### Provided information

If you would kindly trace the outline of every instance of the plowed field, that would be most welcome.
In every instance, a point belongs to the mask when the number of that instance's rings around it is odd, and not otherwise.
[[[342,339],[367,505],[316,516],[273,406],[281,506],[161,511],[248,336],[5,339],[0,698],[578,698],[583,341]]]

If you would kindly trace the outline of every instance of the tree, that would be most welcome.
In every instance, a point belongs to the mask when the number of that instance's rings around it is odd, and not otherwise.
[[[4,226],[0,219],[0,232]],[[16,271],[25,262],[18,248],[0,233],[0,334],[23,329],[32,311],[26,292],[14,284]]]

######

Work request —
With the line containing "tree, that would be most welcome." as the start, transcribe each line through the end of the listing above, exactly and only.

Response box —
If you would kindly trace the outline of every instance of the tree, that would be most welcome.
In every instance, a point belongs to the mask when the number of that instance's rings around it is odd, and not otherwise.
[[[4,226],[0,219],[0,232]],[[16,271],[25,262],[18,248],[0,233],[0,334],[23,329],[32,311],[26,292],[14,284]]]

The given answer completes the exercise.